[Start]

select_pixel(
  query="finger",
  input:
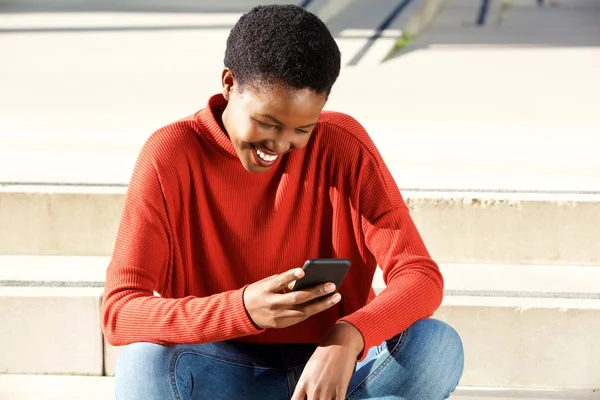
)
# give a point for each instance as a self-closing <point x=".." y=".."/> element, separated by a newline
<point x="303" y="296"/>
<point x="299" y="393"/>
<point x="317" y="306"/>
<point x="284" y="279"/>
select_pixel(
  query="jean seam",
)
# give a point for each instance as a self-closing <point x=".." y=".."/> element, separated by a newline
<point x="377" y="372"/>
<point x="227" y="361"/>
<point x="173" y="371"/>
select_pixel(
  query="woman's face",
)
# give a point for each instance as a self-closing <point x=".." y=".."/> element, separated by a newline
<point x="264" y="124"/>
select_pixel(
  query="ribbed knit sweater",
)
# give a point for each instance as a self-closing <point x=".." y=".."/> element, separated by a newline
<point x="197" y="228"/>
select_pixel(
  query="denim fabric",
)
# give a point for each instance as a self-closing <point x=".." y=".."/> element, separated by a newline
<point x="423" y="363"/>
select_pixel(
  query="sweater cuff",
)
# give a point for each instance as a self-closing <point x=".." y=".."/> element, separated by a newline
<point x="367" y="339"/>
<point x="241" y="316"/>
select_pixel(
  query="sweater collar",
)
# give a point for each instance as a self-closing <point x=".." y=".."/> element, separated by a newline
<point x="207" y="121"/>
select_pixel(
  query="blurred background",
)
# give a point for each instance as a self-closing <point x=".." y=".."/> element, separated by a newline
<point x="487" y="113"/>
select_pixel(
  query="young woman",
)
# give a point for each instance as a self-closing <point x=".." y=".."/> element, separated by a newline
<point x="223" y="209"/>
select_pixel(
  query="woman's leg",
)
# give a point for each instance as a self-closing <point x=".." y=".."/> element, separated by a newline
<point x="216" y="371"/>
<point x="142" y="372"/>
<point x="423" y="363"/>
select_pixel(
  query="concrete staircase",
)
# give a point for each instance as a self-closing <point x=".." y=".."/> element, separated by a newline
<point x="521" y="285"/>
<point x="506" y="198"/>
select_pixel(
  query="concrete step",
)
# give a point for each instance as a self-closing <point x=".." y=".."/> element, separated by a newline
<point x="53" y="387"/>
<point x="518" y="323"/>
<point x="458" y="227"/>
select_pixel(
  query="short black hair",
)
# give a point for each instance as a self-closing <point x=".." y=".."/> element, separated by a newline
<point x="283" y="44"/>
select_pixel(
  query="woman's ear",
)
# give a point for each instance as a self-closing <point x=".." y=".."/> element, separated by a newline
<point x="228" y="82"/>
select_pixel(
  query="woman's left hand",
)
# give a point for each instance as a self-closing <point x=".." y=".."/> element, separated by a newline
<point x="327" y="374"/>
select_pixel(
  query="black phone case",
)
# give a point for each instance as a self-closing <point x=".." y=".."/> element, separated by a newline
<point x="322" y="270"/>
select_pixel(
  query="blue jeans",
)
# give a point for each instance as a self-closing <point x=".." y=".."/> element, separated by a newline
<point x="423" y="363"/>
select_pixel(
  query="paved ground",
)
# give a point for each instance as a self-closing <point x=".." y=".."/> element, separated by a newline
<point x="86" y="89"/>
<point x="18" y="387"/>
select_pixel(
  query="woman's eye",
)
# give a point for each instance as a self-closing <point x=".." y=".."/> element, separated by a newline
<point x="267" y="126"/>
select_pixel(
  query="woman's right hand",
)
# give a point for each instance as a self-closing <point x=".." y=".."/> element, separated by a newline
<point x="270" y="305"/>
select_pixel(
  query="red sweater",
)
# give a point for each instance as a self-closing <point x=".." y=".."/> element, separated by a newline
<point x="197" y="228"/>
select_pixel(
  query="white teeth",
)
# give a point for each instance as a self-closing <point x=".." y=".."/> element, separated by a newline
<point x="265" y="156"/>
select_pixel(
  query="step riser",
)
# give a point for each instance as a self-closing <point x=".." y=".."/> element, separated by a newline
<point x="527" y="356"/>
<point x="527" y="348"/>
<point x="51" y="330"/>
<point x="456" y="230"/>
<point x="55" y="331"/>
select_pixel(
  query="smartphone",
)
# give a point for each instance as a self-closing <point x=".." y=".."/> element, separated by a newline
<point x="322" y="270"/>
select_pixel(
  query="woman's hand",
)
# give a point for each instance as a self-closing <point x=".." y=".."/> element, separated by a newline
<point x="269" y="306"/>
<point x="329" y="370"/>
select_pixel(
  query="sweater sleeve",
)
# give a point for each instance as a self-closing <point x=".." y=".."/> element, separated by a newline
<point x="414" y="284"/>
<point x="140" y="263"/>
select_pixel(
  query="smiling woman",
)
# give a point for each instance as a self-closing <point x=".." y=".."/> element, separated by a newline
<point x="223" y="208"/>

[End]

GIVEN TASK:
Produce an exact copy of each line of data, skipping embedded images.

THE COMPLETED TASK:
select_pixel(
  query="finger",
  input:
)
# give a point for each instance as a self-closing <point x=".." y=".."/> element, separated by a newline
<point x="303" y="296"/>
<point x="299" y="393"/>
<point x="317" y="306"/>
<point x="284" y="279"/>
select_pixel(
  query="jean seam",
)
# give a point for each instance as a self-closing <point x=".." y=".."/> element, separated by a newline
<point x="377" y="372"/>
<point x="227" y="361"/>
<point x="173" y="371"/>
select_pixel(
  query="woman's face",
)
# give a point for each instance as a self-closing <point x=".." y=".."/> element, separated by a newline
<point x="264" y="124"/>
select_pixel(
  query="ribbed knit sweater",
)
# give a point for each instance as a self-closing <point x=".." y=".."/> element, separated by a newline
<point x="197" y="228"/>
select_pixel(
  query="denim fabric",
)
# give a point for each instance as a self-closing <point x=".." y=".."/> element, separated by a newline
<point x="423" y="363"/>
select_pixel(
  query="sweater cuff",
)
# give a point for each instance as a self-closing <point x=".." y=".."/> element, separated by a newline
<point x="367" y="339"/>
<point x="241" y="316"/>
select_pixel(
  query="sweater collar",
)
# give a point for each instance as a self-closing <point x=".." y=".."/> element, separated by a newline
<point x="207" y="121"/>
select_pixel(
  query="blurred background",
)
# give a point for each instance as a self-closing <point x=".." y=".."/> element, separated by a newline
<point x="487" y="113"/>
select_pixel(
  query="young woman",
)
# give a point for each instance as a self-closing <point x=".." y=".."/> element, separated by a newline
<point x="223" y="209"/>
select_pixel(
  query="woman's leg",
)
# give a point for each instance as a self-closing <point x=".." y=".."/> element, separated by a newline
<point x="216" y="371"/>
<point x="142" y="372"/>
<point x="423" y="363"/>
select_pixel(
  query="concrete staircase",
)
# give a point for each instance as a self-closing <point x=".." y=".."/> element, separated by a newline
<point x="521" y="285"/>
<point x="506" y="198"/>
select_pixel(
  query="concrete step",
)
# give a point for each instance as a self-closing <point x=".." y=".."/> element, separated by a newline
<point x="53" y="387"/>
<point x="518" y="323"/>
<point x="458" y="227"/>
select_pixel(
  query="short black hair",
)
# give a point for each instance as a self-closing <point x=".." y=".."/> element, separated by a newline
<point x="283" y="44"/>
select_pixel(
  query="woman's ear",
)
# give a point for each instance as a self-closing <point x=".." y=".."/> element, separated by a newline
<point x="228" y="82"/>
select_pixel(
  query="woman's left hand",
)
# give a point for each instance as a self-closing <point x=".." y=".."/> element, separated by a newline
<point x="327" y="374"/>
select_pixel(
  query="black phone case",
)
# give a point for each instance as a self-closing <point x=".." y=".."/> element, separated by a newline
<point x="322" y="270"/>
select_pixel(
  query="blue jeans",
)
# give a point for each instance as a self-closing <point x=".." y=".."/> element, separated by a newline
<point x="423" y="363"/>
select_pixel(
  query="paved ground",
)
# give a point for each instance as a self-closing <point x=".." y=".."/> element, separated by a newline
<point x="86" y="89"/>
<point x="18" y="387"/>
select_pixel(
  query="woman's eye",
)
# give a point for each instance as a self-closing <point x=".." y=".."/> element, separated by a newline
<point x="267" y="126"/>
select_pixel(
  query="woman's right hand",
)
# give a point for each instance as a self-closing <point x=".." y=".."/> element, separated by a newline
<point x="270" y="305"/>
select_pixel(
  query="red sweater",
)
# give a point for each instance as a self-closing <point x=".." y=".."/> element, separated by a newline
<point x="197" y="228"/>
select_pixel(
  query="white teeth",
)
# give a point for each instance as a self-closing <point x=".." y=".."/> element, separated by a newline
<point x="265" y="156"/>
select_pixel(
  query="step riser",
)
# give a point for each instance as a self-closing <point x=".." y=".."/> element, separated by a newline
<point x="527" y="356"/>
<point x="527" y="348"/>
<point x="51" y="330"/>
<point x="456" y="230"/>
<point x="55" y="331"/>
select_pixel(
  query="smartphone",
)
# give a point for each instance as a self-closing <point x=".." y=".."/> element, separated by a newline
<point x="322" y="270"/>
select_pixel(
  query="woman's hand",
)
# give a point for each instance as a self-closing <point x=".." y=".."/> element, separated by a newline
<point x="269" y="306"/>
<point x="329" y="370"/>
select_pixel(
  query="sweater sleeve",
)
# give a point for each instance as a self-closing <point x=".." y=".."/> element, separated by a newline
<point x="414" y="284"/>
<point x="140" y="263"/>
select_pixel(
  query="smiling woman",
)
# give a point for each instance as a self-closing <point x=".." y=".."/> element, separated by a newline
<point x="223" y="208"/>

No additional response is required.